[Dataset records]

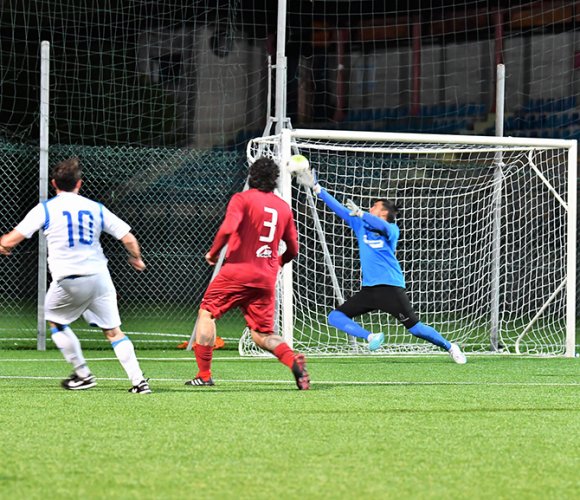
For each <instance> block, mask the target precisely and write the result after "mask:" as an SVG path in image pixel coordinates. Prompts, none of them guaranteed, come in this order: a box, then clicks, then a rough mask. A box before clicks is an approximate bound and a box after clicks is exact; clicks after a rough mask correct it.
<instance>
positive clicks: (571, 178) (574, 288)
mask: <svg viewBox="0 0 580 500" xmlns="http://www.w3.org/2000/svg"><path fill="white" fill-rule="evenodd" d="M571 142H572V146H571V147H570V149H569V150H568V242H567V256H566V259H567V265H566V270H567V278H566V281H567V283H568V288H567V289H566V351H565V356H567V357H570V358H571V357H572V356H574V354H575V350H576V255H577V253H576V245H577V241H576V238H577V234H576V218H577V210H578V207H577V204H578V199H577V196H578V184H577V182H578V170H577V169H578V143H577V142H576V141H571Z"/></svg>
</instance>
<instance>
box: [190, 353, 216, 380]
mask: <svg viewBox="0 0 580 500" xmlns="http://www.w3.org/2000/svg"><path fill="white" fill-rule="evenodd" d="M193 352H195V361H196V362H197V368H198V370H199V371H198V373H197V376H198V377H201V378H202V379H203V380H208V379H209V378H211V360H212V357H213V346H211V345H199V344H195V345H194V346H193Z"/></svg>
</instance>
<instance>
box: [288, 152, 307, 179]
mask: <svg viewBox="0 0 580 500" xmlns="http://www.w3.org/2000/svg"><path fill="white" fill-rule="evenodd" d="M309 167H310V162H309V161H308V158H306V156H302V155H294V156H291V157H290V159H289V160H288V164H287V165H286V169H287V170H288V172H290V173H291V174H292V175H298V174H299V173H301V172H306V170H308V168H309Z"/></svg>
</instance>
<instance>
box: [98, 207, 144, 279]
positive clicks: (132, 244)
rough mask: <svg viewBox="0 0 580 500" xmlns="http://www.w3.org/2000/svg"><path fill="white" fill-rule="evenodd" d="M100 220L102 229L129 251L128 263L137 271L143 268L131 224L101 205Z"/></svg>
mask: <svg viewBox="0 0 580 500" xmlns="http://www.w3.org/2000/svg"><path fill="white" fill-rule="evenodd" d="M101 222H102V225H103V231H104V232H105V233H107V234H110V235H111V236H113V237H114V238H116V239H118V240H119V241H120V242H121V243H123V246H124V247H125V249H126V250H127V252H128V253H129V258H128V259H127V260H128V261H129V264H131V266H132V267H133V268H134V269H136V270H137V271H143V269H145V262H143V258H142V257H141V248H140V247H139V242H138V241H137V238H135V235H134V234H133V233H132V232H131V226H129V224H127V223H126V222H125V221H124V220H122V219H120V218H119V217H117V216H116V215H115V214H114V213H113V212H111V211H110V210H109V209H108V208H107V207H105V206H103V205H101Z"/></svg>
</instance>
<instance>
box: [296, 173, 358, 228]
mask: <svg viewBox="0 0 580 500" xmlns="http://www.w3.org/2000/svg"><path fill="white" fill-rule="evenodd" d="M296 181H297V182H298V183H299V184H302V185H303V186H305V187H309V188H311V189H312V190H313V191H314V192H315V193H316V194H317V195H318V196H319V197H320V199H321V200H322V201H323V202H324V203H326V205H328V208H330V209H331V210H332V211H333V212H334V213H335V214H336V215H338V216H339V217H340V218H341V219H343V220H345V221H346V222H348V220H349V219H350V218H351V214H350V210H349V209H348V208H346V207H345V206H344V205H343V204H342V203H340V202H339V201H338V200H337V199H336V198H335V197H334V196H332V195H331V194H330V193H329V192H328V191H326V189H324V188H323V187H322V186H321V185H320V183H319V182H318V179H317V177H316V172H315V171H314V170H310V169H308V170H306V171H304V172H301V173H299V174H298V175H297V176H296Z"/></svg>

[/Dataset records]
[Dataset records]

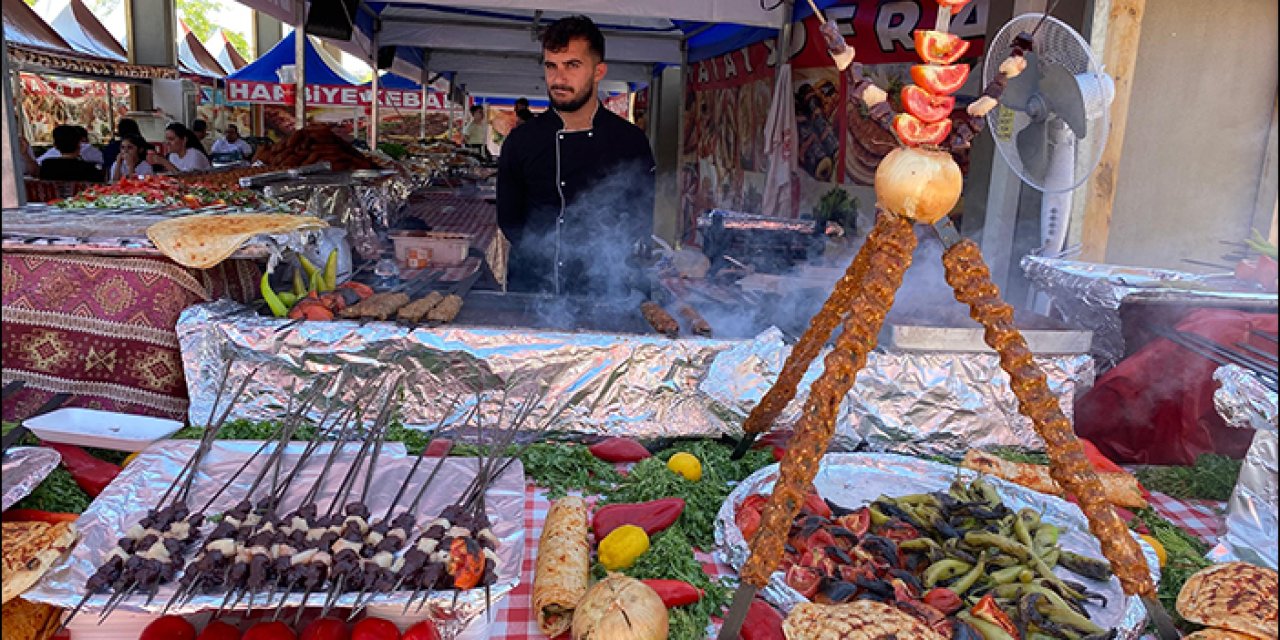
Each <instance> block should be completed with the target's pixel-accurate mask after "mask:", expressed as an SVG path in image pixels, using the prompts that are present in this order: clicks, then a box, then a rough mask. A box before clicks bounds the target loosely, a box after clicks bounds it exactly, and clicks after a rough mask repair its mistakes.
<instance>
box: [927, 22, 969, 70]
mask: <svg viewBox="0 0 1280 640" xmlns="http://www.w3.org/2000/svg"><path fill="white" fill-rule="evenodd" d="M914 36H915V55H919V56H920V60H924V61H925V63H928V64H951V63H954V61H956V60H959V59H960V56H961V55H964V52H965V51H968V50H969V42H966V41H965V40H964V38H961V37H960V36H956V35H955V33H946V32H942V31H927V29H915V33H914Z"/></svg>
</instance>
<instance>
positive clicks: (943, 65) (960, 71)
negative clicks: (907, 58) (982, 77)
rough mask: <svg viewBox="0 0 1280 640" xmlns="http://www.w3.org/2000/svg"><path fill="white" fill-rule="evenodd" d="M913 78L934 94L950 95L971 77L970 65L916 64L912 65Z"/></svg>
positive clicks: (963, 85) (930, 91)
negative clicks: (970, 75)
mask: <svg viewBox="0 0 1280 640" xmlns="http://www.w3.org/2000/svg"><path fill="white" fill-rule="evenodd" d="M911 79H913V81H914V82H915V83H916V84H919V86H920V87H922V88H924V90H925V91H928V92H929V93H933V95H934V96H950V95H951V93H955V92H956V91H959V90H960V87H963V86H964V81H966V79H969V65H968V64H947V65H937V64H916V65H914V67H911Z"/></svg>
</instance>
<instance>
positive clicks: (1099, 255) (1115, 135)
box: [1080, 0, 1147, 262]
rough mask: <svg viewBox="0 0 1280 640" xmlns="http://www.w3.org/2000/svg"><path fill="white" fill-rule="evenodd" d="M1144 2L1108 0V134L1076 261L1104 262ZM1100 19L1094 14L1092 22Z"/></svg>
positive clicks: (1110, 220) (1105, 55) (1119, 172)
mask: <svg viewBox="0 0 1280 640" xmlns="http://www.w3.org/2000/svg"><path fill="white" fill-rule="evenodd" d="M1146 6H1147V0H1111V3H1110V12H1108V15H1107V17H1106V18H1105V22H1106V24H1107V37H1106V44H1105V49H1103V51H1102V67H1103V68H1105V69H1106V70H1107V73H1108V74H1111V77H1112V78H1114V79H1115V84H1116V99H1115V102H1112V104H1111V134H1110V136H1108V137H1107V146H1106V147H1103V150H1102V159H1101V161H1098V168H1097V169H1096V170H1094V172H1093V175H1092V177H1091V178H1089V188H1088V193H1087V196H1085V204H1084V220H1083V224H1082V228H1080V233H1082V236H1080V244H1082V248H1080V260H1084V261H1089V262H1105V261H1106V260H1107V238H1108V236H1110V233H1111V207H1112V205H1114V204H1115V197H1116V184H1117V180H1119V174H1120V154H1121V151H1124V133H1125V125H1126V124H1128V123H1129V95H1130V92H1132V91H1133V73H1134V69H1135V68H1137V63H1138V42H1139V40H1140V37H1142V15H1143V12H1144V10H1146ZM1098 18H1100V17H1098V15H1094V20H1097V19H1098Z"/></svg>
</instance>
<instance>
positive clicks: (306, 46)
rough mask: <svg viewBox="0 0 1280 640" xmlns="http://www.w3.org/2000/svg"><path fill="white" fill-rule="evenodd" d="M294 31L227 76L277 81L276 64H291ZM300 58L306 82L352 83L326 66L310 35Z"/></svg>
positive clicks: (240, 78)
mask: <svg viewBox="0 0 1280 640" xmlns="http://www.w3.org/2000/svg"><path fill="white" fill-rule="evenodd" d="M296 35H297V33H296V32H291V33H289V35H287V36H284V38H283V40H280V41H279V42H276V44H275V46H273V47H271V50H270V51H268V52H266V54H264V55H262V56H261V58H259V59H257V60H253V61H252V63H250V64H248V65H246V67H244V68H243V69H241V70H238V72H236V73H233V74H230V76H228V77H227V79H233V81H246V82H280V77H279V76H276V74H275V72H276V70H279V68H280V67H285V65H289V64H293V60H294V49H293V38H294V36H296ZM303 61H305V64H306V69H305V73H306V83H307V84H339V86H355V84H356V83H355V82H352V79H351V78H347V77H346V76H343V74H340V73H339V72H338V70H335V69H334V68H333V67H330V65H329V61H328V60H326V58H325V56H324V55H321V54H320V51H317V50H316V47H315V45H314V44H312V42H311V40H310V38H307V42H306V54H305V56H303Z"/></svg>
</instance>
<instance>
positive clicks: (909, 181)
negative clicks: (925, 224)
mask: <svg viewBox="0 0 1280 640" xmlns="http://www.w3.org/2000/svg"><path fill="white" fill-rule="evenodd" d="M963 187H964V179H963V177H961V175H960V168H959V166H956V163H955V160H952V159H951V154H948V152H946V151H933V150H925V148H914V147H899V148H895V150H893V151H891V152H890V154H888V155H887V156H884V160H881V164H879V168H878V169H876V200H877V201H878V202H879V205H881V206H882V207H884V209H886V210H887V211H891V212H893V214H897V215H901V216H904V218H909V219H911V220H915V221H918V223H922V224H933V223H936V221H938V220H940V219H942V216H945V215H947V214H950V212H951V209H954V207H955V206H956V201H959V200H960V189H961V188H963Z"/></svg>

[/Dataset records]

Write out the stretch from the line containing "For each <instance>" through the line containing "positive clicks: (571, 178) (574, 288)" again, switching "rough mask" to "coarse mask" and leaving everything else as it is.

For each <instance> block, mask the target precisely and write the result after "mask:" as an SVG path in image pixel coordinates. Prompts, none of them guaranteed, come in this order: a box, then clicks, then a coarse mask. A box before clicks is an approximate bound and a box after clicks is exact; clicks after a coarse mask correct it.
<instance>
positive clicks: (571, 178) (574, 288)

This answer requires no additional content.